Exercise objective: Every record here must be set down once more, precisely as it reads.

===============

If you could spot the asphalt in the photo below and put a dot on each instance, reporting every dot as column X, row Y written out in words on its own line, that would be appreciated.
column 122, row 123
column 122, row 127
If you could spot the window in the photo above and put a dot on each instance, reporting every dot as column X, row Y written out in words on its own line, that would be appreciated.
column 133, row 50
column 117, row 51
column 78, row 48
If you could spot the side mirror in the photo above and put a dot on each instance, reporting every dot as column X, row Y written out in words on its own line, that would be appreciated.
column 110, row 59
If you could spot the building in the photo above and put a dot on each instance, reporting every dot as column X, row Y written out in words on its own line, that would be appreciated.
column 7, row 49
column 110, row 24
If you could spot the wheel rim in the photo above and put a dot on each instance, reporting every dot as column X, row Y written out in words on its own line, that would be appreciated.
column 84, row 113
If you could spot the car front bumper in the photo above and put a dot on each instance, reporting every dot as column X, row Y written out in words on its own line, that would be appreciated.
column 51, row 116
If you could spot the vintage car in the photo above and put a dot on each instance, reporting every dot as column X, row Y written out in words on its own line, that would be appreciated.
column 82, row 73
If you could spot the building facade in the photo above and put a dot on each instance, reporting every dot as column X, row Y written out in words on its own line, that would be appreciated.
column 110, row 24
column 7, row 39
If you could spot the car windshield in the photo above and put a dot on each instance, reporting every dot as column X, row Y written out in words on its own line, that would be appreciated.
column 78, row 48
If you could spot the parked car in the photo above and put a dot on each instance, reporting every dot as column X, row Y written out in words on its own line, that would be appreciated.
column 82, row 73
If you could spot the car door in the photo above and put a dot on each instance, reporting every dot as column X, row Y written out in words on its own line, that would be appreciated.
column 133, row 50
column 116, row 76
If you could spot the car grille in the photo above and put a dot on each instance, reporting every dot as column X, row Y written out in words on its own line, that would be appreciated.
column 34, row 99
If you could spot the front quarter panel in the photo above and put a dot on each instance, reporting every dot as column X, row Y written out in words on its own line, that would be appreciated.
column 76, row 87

===============

Result for this task:
If you could spot the asphalt in the photo below and put a dot on each instance, reporting every dot as column X, row Y written out in words on its own line, that would be appreciated.
column 122, row 123
column 122, row 127
If you could spot the window in the photo above and put a dot on each instance, reporting every dot as column X, row Y written out in words on its own line, that would be appreciated.
column 133, row 50
column 117, row 51
column 78, row 48
If you could spot the side mirror in the photo above and put a dot on each instance, reporting every dot as column X, row Y written out in words on its own line, that would be appreciated.
column 110, row 59
If you could spot the building in the photo above and put a dot on each instance, reporting every dot as column X, row Y written out in words on its own line, that would be appreciated.
column 7, row 49
column 110, row 24
If you could spot the wheel rim in the photo above and put a dot on each instance, reporting every dot as column X, row Y written out in words on its own line, that would be appreciated.
column 84, row 113
If you could spot the car front bumper in the photo above and put a dot on each instance, reporting every dot as column X, row Y written out in words on its own line, that would be appreciated.
column 51, row 116
If you could spot the vintage car in the photo above and put a dot on each instance, reporting every dot as column X, row Y written out in words on its own line, that would be appreciated.
column 82, row 73
If you could spot the building facade in the photo above and put a dot on each instance, reporting every dot as column X, row Y written out in words on its own line, that would be appreciated.
column 110, row 24
column 7, row 39
If you could spot the car windshield in the photo above and put a dot on each instance, reporting every dot as column X, row Y written out in words on its own line, that would be appreciated.
column 78, row 48
If you could spot the parked car in the photo above and put a dot on each instance, reporting every dot as column X, row Y written out in words on its own line, that would be appreciated.
column 82, row 73
If you could spot the car door in the photo above and put a dot on each instance, reporting every dot as column X, row Y written out in words on its own line, that would be appreciated.
column 133, row 50
column 116, row 76
If you could spot the car grille in the photo above and put a dot on each instance, reporting every dot as column X, row Y written out in words on its own line, that would be appreciated.
column 34, row 99
If you could spot the front quarter panel in the photo above and put a dot on each instance, reporting every dot as column X, row Y written out in words on its own line, that would be appreciated.
column 76, row 87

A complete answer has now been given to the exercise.